### Objective
Repeat every line of the data exactly, but not the pictures.

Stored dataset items
▽
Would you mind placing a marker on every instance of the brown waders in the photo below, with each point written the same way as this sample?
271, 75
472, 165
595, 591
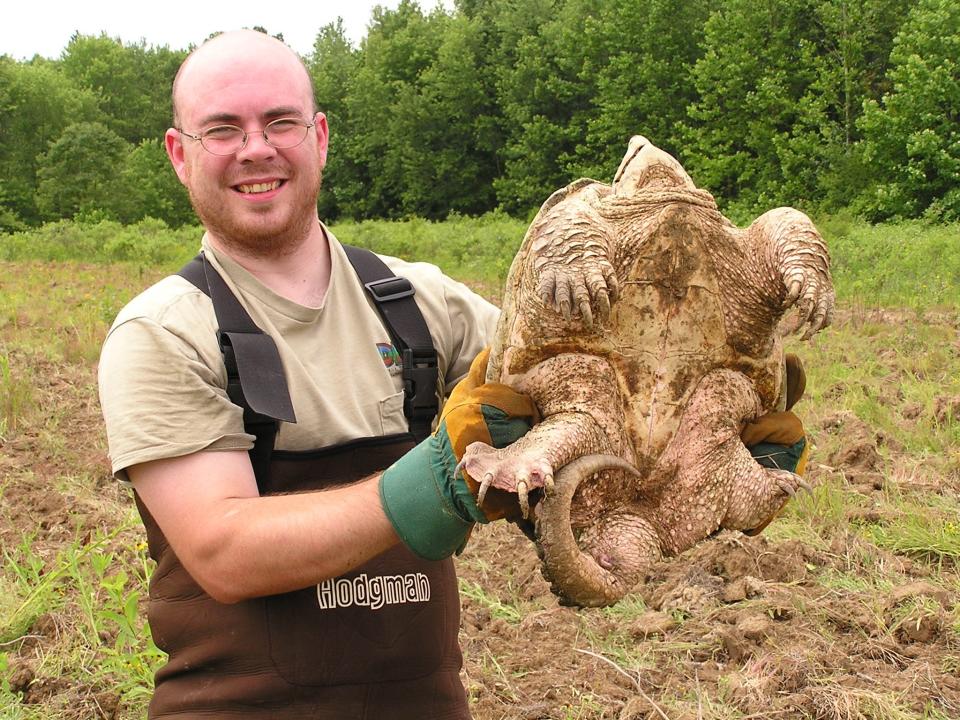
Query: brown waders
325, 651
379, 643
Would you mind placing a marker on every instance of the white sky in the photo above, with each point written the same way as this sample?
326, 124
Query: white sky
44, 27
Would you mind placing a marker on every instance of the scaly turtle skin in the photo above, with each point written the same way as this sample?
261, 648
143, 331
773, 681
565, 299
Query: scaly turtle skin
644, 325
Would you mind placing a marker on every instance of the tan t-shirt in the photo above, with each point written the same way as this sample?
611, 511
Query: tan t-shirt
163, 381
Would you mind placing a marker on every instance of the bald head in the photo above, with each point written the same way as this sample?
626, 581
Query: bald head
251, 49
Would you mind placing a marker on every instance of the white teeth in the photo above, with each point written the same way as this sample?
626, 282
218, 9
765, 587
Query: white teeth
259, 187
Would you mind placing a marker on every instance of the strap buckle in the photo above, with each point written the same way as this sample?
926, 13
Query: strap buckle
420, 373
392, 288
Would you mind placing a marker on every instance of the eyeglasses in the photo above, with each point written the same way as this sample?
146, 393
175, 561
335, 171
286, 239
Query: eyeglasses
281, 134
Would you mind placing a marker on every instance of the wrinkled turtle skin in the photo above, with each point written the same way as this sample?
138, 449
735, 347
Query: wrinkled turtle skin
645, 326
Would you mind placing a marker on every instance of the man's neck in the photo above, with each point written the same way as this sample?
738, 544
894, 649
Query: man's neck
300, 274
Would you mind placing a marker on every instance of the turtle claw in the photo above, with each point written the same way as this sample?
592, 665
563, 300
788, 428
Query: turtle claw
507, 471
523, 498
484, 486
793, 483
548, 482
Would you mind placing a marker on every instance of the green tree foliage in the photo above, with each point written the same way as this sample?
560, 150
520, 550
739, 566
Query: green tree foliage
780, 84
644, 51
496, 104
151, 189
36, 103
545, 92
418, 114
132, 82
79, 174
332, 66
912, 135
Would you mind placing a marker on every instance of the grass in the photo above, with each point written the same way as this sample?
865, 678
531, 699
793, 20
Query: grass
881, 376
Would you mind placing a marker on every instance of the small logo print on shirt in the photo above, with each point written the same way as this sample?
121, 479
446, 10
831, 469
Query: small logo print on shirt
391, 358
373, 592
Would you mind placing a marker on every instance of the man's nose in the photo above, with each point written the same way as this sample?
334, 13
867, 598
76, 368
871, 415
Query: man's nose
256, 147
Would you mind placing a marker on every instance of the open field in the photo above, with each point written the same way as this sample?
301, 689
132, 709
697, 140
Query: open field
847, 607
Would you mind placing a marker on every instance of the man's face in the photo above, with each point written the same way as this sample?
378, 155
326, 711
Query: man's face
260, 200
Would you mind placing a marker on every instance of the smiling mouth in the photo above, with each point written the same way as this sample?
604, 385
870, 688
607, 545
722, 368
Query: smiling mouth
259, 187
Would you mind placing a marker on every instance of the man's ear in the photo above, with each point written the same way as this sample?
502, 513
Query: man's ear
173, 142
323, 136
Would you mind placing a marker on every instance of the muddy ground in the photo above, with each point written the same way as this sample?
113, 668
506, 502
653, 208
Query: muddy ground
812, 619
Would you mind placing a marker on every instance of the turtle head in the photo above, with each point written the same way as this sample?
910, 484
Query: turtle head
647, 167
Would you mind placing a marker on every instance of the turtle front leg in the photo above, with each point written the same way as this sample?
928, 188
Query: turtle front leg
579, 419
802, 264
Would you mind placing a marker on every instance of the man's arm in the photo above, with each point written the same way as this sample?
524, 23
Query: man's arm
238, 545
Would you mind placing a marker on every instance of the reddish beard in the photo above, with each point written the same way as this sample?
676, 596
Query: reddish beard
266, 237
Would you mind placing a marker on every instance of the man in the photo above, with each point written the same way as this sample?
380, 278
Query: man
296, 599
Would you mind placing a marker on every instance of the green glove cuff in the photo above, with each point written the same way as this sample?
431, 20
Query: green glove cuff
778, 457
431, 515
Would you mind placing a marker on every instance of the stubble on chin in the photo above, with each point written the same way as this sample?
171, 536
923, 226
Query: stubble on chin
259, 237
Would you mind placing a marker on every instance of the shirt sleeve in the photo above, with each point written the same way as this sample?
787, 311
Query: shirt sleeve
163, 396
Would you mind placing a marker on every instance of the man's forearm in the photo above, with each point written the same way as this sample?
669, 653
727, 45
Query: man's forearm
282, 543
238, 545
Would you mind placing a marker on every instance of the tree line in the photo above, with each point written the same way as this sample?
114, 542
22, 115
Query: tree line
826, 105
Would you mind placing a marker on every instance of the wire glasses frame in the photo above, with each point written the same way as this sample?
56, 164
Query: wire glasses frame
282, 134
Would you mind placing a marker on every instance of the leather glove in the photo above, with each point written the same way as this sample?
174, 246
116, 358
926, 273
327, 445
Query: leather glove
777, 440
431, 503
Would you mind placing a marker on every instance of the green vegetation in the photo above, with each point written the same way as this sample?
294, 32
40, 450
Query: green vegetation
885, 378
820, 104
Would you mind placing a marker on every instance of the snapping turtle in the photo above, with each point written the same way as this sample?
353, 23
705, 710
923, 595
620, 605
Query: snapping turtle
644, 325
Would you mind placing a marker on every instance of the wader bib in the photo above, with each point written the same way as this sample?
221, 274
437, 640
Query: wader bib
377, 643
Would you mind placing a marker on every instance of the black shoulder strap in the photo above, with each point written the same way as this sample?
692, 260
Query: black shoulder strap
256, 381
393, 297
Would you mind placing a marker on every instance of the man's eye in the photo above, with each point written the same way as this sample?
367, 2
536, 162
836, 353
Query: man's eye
△
### Answer to the problem
Would you mind placing a marker on every instance of the brown waders in the photo below, with each point written the same way as this sample?
271, 75
472, 165
595, 591
Query: brown waders
325, 651
379, 643
Would you mind placing a marker on every instance of the white sky in the photo above, with each point written the same way as this sample?
326, 124
Query: white sky
44, 27
Would you mind placing a marker on every instance of the scaly turtle skin in the photo above, with each point written the same way as this sample?
261, 648
143, 331
773, 681
565, 299
Query: scaly turtle skin
644, 325
Would you mind placing a marker on every instance of the tan t-shirt in the photo above, with each point written the same way as this sample?
611, 511
Query: tan t-shirt
163, 381
Would you mind placing a marker on every instance of the bald head in the photo above, with each point written the same way as this sample?
626, 581
Query: bald head
251, 49
Would you mind placing a marker on every instance of the white teeth in the photo above, with each point written the same way as this sample?
626, 282
218, 9
765, 587
Query: white teeth
259, 187
Would you mind placing a marker on every instance of the strap buckle in the photo above, with each point written the same way as this sample?
926, 13
Query: strap buckle
420, 373
392, 288
Would you mind placing a marker on every instance of the eyeglasses in the photo above, with each point written the same way as this sample?
146, 393
175, 561
335, 171
286, 239
Query: eyeglasses
281, 134
Would you mind placing a marker on every instance of the wrinkled turtle skin in the photo above, with each point written the same way as this sample?
138, 449
735, 347
Query: wrinkled turtle skin
645, 326
Would you mind placing a marker on every instance of the man's neck in the photo above, with each point written the same way as this sample?
738, 544
894, 649
Query: man's neck
300, 274
Would you mind placing a marker on every instance of the turtle claw in the photo above, with each point written the same way as this sample?
592, 665
563, 300
788, 428
Query: turtle claw
507, 471
523, 498
484, 486
793, 483
548, 482
Would you mind placing a marker on every instance of the green tree foliage in the photo above, with each point written the same way as this sample?
560, 150
520, 550
739, 566
Query: green tree foliage
780, 84
644, 51
496, 104
151, 189
36, 103
545, 92
418, 114
132, 82
79, 174
332, 66
912, 135
Would you mind placing a marker on every instance of the grass in the photo above, with each point written the same way as this sample?
865, 678
531, 699
793, 20
Query: grass
881, 376
Would you mind placing a marker on every instance of the small logo print on shirt in the photo above, with each point written the same way as this sample?
121, 479
446, 10
831, 469
Query: small logo print on shirt
391, 358
373, 592
Would you mind placing a marker on every instance of the man's nose in the photo above, with each point written the same way as this sample?
334, 13
867, 598
76, 368
871, 415
Query: man's nose
256, 147
Would you mind placing a marker on every instance of the open field in the photo above, with each point written the same way as this sample?
301, 689
132, 709
697, 140
Query: open field
847, 607
Would you mind placing a marker on every instance of the man's face in the photo above, with each point written the same way as this sample?
378, 155
326, 711
Query: man's face
260, 200
Would you mind placing a marker on every instance of the smiling mouth in the photo above, with each point written the same way as this sample?
604, 385
870, 688
607, 545
722, 368
Query: smiling mouth
259, 187
Would you mind placing a marker on every instance of the man's ear in the photo above, with each point written the same way as this sample?
502, 513
Query: man's ear
173, 142
323, 136
Would you mind placing a marker on every instance of the muddy ground in the photo above, with each point written the same way as this sample?
113, 668
506, 502
653, 208
Query: muddy ground
812, 619
Would you mind placing a marker on every instance of the turtle head in the photo above, with each point written the same way as this sample?
910, 484
Query: turtle head
647, 167
Would you mind placing a marker on every instance of the turtle front leg in the photo above, with each point written the same way as this sample?
928, 188
Query: turtle front leg
579, 419
802, 264
Would you mind placing a marker on every instance of the man's arm in the photo above, with each point written the same way as this sample?
524, 23
Query: man's arm
238, 545
Would you mind placing a marker on every instance of the reddish beard in the photo above, with each point written the same way as this sample?
676, 596
Query: reddish beard
266, 237
Would you mind placing a marker on every instance of the man in the photo above, with each point written the same way as this sample?
380, 278
Query: man
296, 599
Would you mind placing a marker on every instance of the green glove cuff in the photo above, with each point written the same way as this sample?
431, 20
Query: green glove cuff
778, 457
431, 515
Would you mind placing a marker on every instance of the stubble on chin in the photo above, with each point written the same way as this sample?
171, 536
923, 226
Query: stubble on chin
259, 237
Would you mind placing a marker on every instance of the shirt sleeve in the photo above, with each point written the same way as this sample?
787, 311
Query: shirt sleeve
163, 396
Would you mind placing a marker on every instance of the man's forearm in the photo above, with each point written the same way as this sample?
669, 653
727, 45
Query: man's forearm
282, 543
238, 545
Would you mind placing a marker on every instance of the tree line in the photo above, with each point written the same way as this sample?
114, 542
22, 115
Query: tree line
826, 105
Would you mind placing a marker on every instance of the wire glasses frame in the photo above, with each point written the same way as this sample?
56, 164
Query: wire glasses frame
282, 134
Would you mind placing a marker on every instance of the leather glove in the photo above, with each point written the same way as this sample?
174, 246
116, 358
926, 273
327, 445
Query: leather glove
777, 440
431, 503
Would you mind placing a marker on every instance of the green vegetation in the photo above, with each point written the same way as this sample?
294, 32
40, 450
Query: green vegetation
885, 378
820, 104
Would you mind placing a marker on every instance of the snapping turtle in the photo above, with each point written the same way as this sample?
353, 23
705, 710
923, 595
620, 605
Query: snapping turtle
644, 325
Would you mind placing a marker on every instance of the wader bib in the photo above, with each point written the same way as this sample?
221, 274
437, 640
Query: wader bib
377, 643
Would you mind placing a marker on every instance of the black shoulder strap in the photo above, with each point written the same way as this sample?
692, 260
Query: black shoulder strap
256, 381
393, 297
Would you mind placing a marker on every instance of the man's eye in the photo above, with each point written the same way as this sample?
367, 2
536, 162
836, 353
Query: man's eye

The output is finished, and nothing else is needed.